• [TASK BRIEF]:
Rewrite the material below as a Markdown table with the columns "Row" and "Line", one numbered row per line, skipping blank lines. Leave the pictures out of the table.

• [INFORMATION SHOWN]:
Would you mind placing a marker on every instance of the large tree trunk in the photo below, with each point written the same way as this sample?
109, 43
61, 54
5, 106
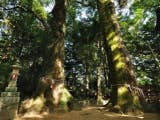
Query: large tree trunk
50, 91
99, 84
121, 75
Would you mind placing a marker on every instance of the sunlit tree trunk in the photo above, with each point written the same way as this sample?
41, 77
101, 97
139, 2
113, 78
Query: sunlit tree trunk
54, 72
121, 75
87, 76
99, 84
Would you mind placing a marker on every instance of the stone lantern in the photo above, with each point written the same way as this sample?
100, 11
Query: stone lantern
10, 97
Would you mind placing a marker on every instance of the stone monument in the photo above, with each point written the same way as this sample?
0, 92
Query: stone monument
10, 98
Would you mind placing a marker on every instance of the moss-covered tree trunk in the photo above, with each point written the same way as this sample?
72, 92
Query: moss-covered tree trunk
99, 84
50, 91
121, 75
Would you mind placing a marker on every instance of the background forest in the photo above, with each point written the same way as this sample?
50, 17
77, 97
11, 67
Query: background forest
26, 37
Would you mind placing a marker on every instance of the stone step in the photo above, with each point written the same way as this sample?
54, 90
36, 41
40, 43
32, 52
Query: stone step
9, 100
11, 89
10, 94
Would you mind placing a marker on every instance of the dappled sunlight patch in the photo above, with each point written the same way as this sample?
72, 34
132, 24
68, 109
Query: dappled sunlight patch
118, 116
32, 115
120, 64
32, 105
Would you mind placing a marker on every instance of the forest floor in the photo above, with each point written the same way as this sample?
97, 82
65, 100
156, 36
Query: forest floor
89, 113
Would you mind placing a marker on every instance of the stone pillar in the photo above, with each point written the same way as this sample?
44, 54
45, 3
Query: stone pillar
10, 98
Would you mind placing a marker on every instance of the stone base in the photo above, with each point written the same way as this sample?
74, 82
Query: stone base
8, 114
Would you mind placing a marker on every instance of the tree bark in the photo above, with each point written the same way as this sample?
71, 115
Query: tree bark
121, 75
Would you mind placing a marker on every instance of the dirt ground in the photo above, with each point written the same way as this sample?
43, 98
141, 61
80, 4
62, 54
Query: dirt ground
89, 113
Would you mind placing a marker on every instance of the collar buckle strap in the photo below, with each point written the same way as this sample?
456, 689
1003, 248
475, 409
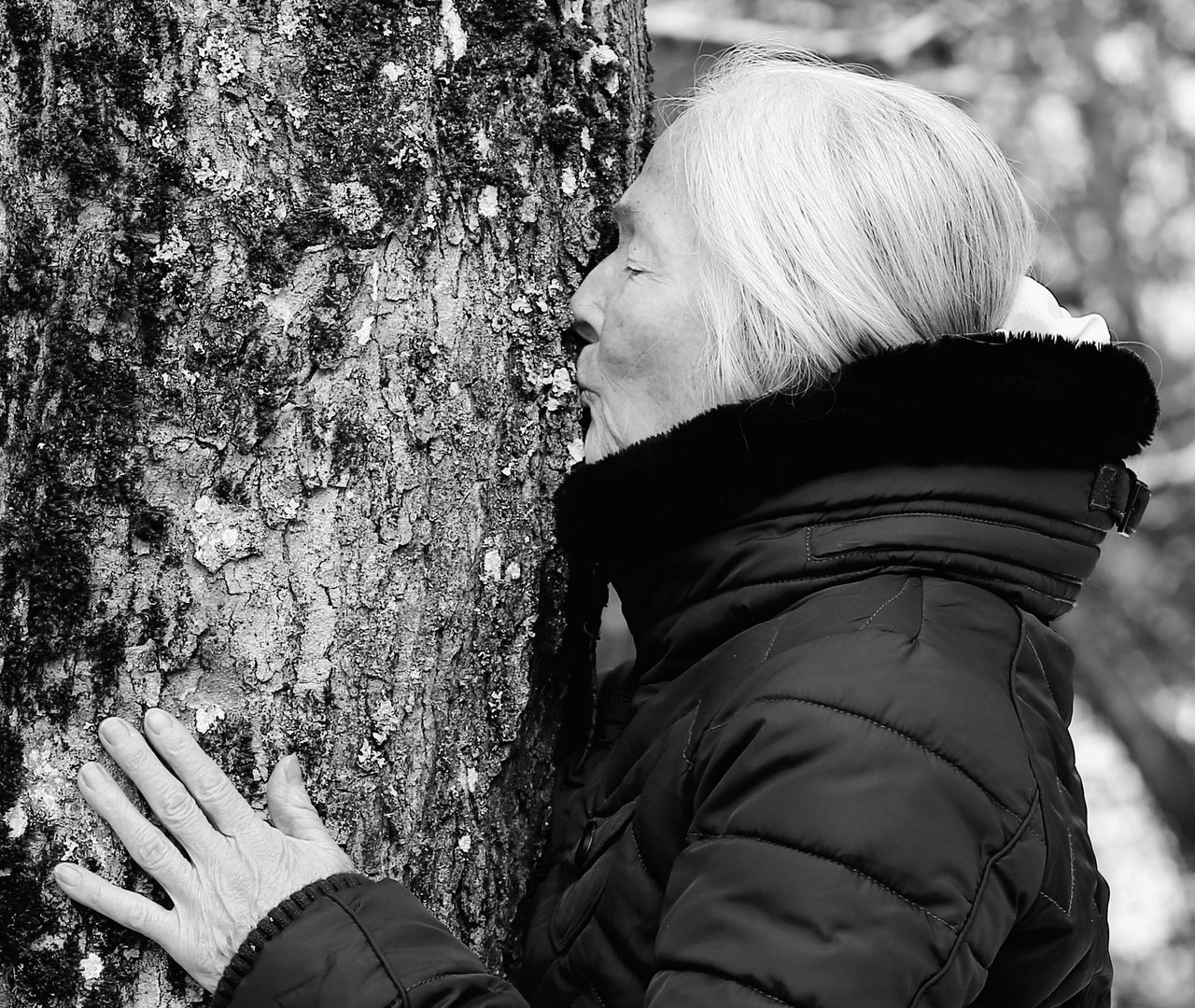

• [OUTPUT OF THE TASK]:
| Row | Line |
|---|---|
| 1 | Would you mind placing a marker on every instance of the large tree trunk in the photo below, with each point written the same way as this sample? |
| 2 | 109, 43 |
| 3 | 61, 54 |
| 4 | 5, 106 |
| 5 | Query: large tree trunk |
| 6 | 50, 91 |
| 7 | 99, 84 |
| 8 | 121, 75 |
| 9 | Would you mind placing a marker on every instance of the sunlit tree trunk in the photo above, with each point written the same way as this sample? |
| 10 | 41, 77 |
| 11 | 101, 97 |
| 12 | 139, 2 |
| 13 | 113, 78 |
| 14 | Query: sunlit tree trunk |
| 15 | 54, 72 |
| 16 | 121, 75 |
| 17 | 87, 76 |
| 18 | 99, 84 |
| 19 | Would you mind placing a marker on every instance of the stone lantern in the photo above, with each point written the same way as this sample? |
| 20 | 100, 11 |
| 21 | Query: stone lantern |
| 22 | 10, 97 |
| 23 | Would you mind placing a marker on every instance of the stone monument in the photo above, with each point written the same way as this sample? |
| 24 | 0, 92 |
| 25 | Query: stone monument |
| 26 | 10, 98 |
| 27 | Would you mind placing a marker on every instance of the moss-covered tree trunk in the photo above, with each point written the same way as this sample? |
| 28 | 72, 92 |
| 29 | Query: moss-covered tree trunk |
| 30 | 99, 84 |
| 31 | 50, 91 |
| 32 | 121, 75 |
| 33 | Would you mind placing a marker on every instance of the background forest in the photo above, with each point written the same way as this sample? |
| 34 | 50, 17 |
| 35 | 77, 97 |
| 36 | 11, 67 |
| 37 | Query: background forest |
| 38 | 26, 37 |
| 39 | Would you mind placing a marker on every instance of the stone step in the photo above, with each point written the same way as this sample? |
| 40 | 54, 90 |
| 41 | 36, 41 |
| 42 | 40, 43 |
| 43 | 32, 52 |
| 44 | Query: stone step |
| 45 | 9, 100 |
| 46 | 11, 89 |
| 47 | 10, 94 |
| 48 | Would you mind placing a marker on every instance of the dappled sunlight patch in the photo above, with each point written the same way as this sample? |
| 49 | 72, 34 |
| 50 | 132, 24 |
| 51 | 68, 109 |
| 52 | Query: dappled sunlight patch |
| 53 | 118, 116 |
| 54 | 32, 115 |
| 55 | 120, 64 |
| 56 | 32, 105 |
| 57 | Would you mind placing a marker on every instance of the forest floor in the photo above, with each point written the same way as this sample? |
| 58 | 97, 82 |
| 59 | 65, 100 |
| 60 | 156, 36 |
| 61 | Query: forest floor |
| 62 | 89, 113 |
| 63 | Would you mind placing a marker on every instance of the stone pillar in the photo above, with each point written the same way as this sample? |
| 64 | 44, 54 |
| 65 | 45, 3 |
| 66 | Query: stone pillar |
| 67 | 10, 98 |
| 68 | Would you mind placing a marker on every instance of the stone base in the photo above, with each point written the same way as this sample? |
| 69 | 74, 82 |
| 70 | Query: stone base |
| 71 | 8, 114 |
| 72 | Would you mind placing a marker on every instance of the tree bark in the photo above, with each point written the same way as this sample? |
| 73 | 71, 115 |
| 74 | Query: tree bark |
| 75 | 121, 75 |
| 76 | Would you mind placing a marker on every instance of the dirt ground in the photo above, with each point written the same way as this sample? |
| 77 | 43, 98 |
| 78 | 141, 61 |
| 79 | 80, 4 |
| 80 | 62, 54 |
| 81 | Query: dirt ground |
| 82 | 89, 113 |
| 83 | Would you mind placing a marker on every instance of the collar buckle strap in the photo below, with each point written the same way as this sample? |
| 84 | 456, 689 |
| 85 | 1003, 248 |
| 86 | 475, 409 |